## Natural-language object grounding data
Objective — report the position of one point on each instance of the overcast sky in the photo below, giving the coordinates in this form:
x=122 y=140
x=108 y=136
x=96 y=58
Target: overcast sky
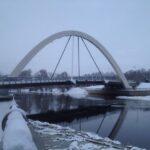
x=122 y=26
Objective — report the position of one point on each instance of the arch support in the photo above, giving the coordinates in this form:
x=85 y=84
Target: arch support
x=58 y=35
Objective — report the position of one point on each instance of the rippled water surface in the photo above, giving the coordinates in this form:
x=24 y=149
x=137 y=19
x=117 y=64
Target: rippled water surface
x=125 y=120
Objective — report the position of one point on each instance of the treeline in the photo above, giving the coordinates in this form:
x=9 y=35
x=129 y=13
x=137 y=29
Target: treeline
x=140 y=75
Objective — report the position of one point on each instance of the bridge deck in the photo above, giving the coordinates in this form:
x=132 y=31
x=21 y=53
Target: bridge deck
x=48 y=83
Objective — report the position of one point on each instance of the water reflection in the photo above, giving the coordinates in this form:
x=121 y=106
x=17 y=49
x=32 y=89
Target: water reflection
x=124 y=120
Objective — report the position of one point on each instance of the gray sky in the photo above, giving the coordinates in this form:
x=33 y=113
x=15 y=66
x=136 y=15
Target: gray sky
x=122 y=26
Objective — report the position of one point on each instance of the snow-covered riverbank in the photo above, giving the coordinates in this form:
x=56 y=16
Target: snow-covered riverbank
x=58 y=137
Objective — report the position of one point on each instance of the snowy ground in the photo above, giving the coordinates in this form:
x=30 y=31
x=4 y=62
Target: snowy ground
x=17 y=135
x=141 y=86
x=4 y=108
x=147 y=98
x=144 y=85
x=57 y=137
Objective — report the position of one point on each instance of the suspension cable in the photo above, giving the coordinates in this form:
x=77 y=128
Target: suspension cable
x=78 y=57
x=72 y=60
x=92 y=58
x=60 y=57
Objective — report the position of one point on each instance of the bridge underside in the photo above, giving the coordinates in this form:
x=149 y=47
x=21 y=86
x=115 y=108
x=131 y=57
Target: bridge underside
x=52 y=84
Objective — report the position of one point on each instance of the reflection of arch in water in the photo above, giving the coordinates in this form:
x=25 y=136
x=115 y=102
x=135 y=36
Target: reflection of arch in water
x=82 y=35
x=118 y=124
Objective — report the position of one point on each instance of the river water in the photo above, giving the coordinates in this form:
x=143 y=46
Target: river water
x=125 y=120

## Work request
The result should be the full set of entries above, restated exactly and without images.

## Solution for this task
Objective — report the position of one point on each instance of the overcast sky in the photo below, giving the coordinates in this form:
x=122 y=140
x=108 y=136
x=96 y=58
Target: overcast sky
x=122 y=26
Objective — report the position of one point on each instance of the arch support in the photo above, giving the coordinates in this form:
x=85 y=84
Target: arch support
x=58 y=35
Objective — report the position of one point on each instance of the rippled water surface in the photo above, giving the coordinates in this form:
x=24 y=149
x=137 y=19
x=117 y=64
Target: rippled water surface
x=125 y=120
Objective — report the position of one point on each instance of the treeline in the photo above, giving the coordinates in this form:
x=9 y=35
x=129 y=13
x=137 y=29
Target: treeline
x=140 y=75
Objective — report the position of one point on each instance of the bridge deck in the photo above, giving the coordinates in this form:
x=132 y=31
x=21 y=53
Target: bridge deck
x=48 y=83
Objective — report the position of one point on each instance of the water reflection in the photo above, giving the coordinates in this form:
x=121 y=106
x=17 y=49
x=32 y=89
Target: water reflection
x=124 y=120
Objective — report the position of one point on each instance of the gray sky in the photo above, giving the coordinates in this form:
x=33 y=113
x=15 y=66
x=136 y=15
Target: gray sky
x=122 y=26
Objective — report the position of one point on each instance of the snow-covered riverbank in the photo above, giving the coordinates in this form:
x=56 y=16
Target: snow-covered riverbank
x=58 y=137
Objective — report the position of one point on each instance of the snowy ground in the photo above, giving the coordinates in this form:
x=30 y=31
x=4 y=62
Target: snowy ground
x=17 y=135
x=141 y=86
x=4 y=108
x=147 y=98
x=144 y=85
x=57 y=137
Objective — report the position of one point on each instance of the suspension cable in the photo above, giving the coordinates in this form:
x=77 y=128
Target: suspension cable
x=78 y=57
x=72 y=60
x=92 y=58
x=60 y=57
Objective — report the position of one point on each instance of the bridge underside in the photo above, giving the coordinates in this form:
x=149 y=47
x=21 y=86
x=115 y=108
x=131 y=57
Target: bridge underside
x=52 y=84
Objective — report the position of one point on each instance of the reflection of arch in water in the photo above, giving the coordinates in this form:
x=25 y=136
x=115 y=102
x=135 y=36
Target: reflection of arch in water
x=82 y=35
x=118 y=124
Objective — report the position of one point on each instance of the river water in the photo above, giving the coordinates in this form:
x=143 y=46
Target: river water
x=125 y=120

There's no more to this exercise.